BEGIN Data listing
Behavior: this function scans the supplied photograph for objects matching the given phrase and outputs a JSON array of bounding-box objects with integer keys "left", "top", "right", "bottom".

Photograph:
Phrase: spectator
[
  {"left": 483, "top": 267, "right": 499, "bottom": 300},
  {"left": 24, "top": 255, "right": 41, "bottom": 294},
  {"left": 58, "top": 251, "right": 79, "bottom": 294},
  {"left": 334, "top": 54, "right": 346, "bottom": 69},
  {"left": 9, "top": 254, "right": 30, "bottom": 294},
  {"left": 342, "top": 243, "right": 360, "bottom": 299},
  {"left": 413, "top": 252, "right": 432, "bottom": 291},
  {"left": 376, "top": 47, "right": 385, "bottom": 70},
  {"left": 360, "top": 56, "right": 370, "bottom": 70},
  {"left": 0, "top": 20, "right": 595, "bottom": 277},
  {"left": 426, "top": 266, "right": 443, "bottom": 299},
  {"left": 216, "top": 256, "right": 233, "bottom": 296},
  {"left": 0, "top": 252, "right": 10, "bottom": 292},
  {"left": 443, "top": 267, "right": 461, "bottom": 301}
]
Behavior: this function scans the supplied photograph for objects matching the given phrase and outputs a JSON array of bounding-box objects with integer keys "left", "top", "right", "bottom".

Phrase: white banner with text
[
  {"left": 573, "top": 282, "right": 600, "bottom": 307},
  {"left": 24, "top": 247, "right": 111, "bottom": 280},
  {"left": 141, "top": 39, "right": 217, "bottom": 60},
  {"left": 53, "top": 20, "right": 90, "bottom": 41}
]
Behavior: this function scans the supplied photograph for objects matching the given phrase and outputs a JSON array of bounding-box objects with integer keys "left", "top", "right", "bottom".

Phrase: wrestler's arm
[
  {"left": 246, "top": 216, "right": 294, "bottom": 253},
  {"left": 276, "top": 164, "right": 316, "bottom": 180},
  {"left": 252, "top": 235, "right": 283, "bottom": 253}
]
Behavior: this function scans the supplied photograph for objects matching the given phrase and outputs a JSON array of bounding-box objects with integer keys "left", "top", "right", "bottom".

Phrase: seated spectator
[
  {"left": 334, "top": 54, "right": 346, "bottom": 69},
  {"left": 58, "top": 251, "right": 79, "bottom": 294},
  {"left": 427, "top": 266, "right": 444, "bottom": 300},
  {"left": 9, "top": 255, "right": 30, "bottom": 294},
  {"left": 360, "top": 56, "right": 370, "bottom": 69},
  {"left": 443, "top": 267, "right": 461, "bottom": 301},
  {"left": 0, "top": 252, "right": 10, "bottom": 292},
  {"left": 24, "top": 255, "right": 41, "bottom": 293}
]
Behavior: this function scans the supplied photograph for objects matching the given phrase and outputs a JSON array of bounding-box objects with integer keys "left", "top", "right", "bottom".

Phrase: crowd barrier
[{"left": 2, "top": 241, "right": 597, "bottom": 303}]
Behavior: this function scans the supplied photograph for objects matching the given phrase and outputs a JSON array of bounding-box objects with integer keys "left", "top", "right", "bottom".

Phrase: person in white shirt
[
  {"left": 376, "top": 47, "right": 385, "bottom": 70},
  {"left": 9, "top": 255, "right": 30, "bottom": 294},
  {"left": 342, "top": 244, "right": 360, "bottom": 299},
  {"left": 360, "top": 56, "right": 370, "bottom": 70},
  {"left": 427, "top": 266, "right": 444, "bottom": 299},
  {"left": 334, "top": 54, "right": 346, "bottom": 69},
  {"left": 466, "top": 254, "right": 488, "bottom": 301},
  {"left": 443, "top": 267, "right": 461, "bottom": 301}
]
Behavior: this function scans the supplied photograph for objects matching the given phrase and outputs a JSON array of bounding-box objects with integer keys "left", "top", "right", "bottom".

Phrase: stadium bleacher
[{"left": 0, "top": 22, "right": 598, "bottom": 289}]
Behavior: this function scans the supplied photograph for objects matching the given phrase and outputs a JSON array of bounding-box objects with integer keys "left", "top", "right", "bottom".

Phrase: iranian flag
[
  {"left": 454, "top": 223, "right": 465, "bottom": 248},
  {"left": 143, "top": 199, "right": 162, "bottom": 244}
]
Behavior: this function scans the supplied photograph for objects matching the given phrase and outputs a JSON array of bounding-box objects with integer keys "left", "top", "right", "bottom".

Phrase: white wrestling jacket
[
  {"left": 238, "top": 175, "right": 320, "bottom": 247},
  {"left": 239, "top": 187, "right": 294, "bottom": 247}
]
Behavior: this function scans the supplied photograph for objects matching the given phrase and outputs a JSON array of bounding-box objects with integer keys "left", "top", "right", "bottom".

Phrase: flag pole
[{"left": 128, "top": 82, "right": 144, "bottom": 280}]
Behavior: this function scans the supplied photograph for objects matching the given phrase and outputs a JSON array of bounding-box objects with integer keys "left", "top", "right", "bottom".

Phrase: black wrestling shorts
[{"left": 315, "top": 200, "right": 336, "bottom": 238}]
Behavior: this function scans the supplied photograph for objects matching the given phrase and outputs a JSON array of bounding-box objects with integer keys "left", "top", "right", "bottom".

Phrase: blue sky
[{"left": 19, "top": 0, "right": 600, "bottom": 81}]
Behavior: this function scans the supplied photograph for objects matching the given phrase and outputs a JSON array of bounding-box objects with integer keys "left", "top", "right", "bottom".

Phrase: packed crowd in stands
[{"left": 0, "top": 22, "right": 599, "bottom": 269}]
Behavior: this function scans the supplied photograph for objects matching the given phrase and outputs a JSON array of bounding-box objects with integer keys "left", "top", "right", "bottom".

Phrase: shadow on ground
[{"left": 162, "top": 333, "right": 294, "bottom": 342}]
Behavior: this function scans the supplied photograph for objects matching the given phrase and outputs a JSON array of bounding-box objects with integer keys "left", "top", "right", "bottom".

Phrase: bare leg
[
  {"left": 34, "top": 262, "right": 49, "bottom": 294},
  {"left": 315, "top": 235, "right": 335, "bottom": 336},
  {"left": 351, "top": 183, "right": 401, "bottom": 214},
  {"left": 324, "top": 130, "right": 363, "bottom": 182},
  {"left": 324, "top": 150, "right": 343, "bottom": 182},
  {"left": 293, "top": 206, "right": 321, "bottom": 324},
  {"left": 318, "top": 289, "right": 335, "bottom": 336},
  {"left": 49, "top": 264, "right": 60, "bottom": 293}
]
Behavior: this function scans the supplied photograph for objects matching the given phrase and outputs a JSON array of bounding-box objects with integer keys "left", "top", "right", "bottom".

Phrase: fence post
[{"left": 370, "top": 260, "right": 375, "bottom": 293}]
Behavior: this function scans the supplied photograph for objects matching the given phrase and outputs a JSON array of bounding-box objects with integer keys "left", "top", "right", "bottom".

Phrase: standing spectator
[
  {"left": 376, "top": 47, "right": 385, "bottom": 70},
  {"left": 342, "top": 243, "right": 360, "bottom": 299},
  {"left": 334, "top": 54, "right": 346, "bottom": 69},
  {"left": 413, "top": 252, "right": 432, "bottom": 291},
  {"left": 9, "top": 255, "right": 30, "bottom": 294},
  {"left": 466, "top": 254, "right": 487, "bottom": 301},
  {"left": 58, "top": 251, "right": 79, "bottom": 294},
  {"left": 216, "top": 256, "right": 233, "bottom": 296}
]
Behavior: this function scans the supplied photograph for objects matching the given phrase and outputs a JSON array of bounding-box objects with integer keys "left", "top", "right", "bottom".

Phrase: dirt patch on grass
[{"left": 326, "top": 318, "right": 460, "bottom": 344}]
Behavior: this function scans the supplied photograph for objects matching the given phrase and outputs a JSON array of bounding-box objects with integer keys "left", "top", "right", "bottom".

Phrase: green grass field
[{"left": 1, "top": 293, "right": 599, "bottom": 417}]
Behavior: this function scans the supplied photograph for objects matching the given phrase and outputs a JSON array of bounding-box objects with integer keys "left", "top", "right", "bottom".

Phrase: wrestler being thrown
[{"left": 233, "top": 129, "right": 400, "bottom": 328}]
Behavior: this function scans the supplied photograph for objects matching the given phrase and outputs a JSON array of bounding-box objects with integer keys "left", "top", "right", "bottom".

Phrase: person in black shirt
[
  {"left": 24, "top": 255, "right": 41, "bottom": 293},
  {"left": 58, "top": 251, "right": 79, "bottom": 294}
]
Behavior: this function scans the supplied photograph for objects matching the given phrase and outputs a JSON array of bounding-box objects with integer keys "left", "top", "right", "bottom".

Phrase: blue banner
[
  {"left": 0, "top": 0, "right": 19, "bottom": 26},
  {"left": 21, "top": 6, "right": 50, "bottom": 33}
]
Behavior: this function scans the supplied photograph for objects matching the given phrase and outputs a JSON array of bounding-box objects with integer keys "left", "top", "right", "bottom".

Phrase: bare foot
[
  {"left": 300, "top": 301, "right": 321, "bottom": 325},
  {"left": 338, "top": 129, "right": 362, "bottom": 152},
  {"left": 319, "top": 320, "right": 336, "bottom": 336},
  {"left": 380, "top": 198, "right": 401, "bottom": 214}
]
END Data listing
• **What you have to do**
Only the line containing "Phrase: blue banner" and the lines after it, through the end of the data, should be copied, exactly as they are.

• **Your response**
Phrase: blue banner
[
  {"left": 0, "top": 0, "right": 19, "bottom": 26},
  {"left": 21, "top": 6, "right": 50, "bottom": 33}
]
Behavior: this function scans the supplied photograph for objects matching the given phrase and outputs a JSON array of bounding-box objects with integer keys "left", "top", "right", "bottom".

Phrase: bare foot
[
  {"left": 300, "top": 301, "right": 321, "bottom": 325},
  {"left": 338, "top": 129, "right": 362, "bottom": 152},
  {"left": 319, "top": 320, "right": 336, "bottom": 336},
  {"left": 380, "top": 198, "right": 401, "bottom": 214}
]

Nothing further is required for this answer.